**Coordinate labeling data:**
+++

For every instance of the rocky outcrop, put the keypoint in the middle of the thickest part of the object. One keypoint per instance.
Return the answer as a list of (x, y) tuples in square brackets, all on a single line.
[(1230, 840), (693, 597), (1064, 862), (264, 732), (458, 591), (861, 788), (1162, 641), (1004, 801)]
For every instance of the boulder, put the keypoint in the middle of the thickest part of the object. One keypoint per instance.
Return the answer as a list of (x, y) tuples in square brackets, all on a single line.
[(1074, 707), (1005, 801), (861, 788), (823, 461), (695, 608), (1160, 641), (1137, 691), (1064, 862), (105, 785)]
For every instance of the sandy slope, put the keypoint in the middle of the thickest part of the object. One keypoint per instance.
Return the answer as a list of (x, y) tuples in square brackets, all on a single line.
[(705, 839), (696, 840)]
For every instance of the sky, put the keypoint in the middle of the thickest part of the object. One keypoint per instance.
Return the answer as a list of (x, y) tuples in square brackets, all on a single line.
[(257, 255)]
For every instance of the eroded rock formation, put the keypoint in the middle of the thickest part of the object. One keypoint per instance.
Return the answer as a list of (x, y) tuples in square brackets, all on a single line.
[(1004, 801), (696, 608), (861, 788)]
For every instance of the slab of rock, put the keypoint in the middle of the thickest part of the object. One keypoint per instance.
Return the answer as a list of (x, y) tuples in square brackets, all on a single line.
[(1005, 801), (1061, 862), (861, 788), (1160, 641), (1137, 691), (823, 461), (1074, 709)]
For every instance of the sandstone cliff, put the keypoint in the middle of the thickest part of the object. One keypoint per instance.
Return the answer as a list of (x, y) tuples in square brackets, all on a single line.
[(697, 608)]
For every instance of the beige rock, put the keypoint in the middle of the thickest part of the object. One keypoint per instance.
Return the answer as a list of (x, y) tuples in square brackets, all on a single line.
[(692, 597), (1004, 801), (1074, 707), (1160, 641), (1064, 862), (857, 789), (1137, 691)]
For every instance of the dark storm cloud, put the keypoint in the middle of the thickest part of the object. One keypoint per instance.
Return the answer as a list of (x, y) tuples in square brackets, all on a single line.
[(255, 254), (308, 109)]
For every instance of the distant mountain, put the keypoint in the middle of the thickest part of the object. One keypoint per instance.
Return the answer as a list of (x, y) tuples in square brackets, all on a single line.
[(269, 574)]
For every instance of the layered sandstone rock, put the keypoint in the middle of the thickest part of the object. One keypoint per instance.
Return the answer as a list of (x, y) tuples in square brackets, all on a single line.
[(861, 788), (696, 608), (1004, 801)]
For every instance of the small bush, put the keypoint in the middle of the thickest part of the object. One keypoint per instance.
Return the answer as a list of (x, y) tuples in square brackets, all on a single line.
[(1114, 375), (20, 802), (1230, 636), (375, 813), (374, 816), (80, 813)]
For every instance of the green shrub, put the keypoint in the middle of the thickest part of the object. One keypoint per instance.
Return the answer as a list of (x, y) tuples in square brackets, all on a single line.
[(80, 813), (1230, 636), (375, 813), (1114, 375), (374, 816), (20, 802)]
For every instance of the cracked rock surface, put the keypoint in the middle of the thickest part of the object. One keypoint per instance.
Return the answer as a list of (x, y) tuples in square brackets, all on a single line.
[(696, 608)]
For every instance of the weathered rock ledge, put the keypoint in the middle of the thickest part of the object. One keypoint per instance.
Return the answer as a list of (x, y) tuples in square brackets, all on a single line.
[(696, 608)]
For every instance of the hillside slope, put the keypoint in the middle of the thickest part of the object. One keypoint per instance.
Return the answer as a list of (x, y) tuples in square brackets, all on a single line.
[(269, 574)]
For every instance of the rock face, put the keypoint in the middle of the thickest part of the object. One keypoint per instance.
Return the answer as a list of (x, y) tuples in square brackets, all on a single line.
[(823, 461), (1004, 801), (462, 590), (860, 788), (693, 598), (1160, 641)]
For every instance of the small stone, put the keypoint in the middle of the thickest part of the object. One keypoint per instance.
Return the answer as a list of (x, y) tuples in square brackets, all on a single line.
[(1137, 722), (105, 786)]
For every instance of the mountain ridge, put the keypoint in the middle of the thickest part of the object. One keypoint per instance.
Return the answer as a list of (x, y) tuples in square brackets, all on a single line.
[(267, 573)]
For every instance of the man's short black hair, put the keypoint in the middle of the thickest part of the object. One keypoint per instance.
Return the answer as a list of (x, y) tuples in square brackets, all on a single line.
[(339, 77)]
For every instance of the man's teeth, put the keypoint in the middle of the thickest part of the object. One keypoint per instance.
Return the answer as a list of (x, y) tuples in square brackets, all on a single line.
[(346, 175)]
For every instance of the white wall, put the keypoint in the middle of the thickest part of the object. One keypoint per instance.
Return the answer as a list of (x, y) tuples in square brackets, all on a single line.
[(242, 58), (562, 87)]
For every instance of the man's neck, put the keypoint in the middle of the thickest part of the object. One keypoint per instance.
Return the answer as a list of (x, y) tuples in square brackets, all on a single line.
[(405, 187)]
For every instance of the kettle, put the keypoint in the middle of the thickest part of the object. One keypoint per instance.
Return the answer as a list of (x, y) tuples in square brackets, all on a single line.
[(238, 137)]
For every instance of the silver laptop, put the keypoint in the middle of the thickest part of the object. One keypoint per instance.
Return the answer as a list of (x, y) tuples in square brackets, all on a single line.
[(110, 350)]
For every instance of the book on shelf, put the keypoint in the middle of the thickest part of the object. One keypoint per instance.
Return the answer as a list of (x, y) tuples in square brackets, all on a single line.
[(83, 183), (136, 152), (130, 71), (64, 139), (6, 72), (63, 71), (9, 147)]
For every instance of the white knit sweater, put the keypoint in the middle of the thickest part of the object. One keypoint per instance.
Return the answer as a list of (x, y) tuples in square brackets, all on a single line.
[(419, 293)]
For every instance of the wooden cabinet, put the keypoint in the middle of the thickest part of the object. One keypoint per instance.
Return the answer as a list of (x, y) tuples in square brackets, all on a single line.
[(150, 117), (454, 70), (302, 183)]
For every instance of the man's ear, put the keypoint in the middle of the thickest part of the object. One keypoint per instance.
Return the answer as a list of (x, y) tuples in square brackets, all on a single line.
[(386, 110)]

+++

**EXERCISE INSTRUCTIONS:** Could you write out the lines again, starting with the line that contains "For every instance of the book" and going on through the line that contains "71), (9, 147)]", changing "book on shelf" to "shelved book" and keeping everything else the same?

**RESPONSE BELOW:**
For every instance of the shelved book, put the keypoint in the middle of the thickest part of the object. One keypoint per instance.
Return the answer as a list of (x, y) tuples in square brackets, all on a single line.
[(83, 183), (136, 152), (130, 71), (64, 139), (6, 72), (63, 71), (9, 147)]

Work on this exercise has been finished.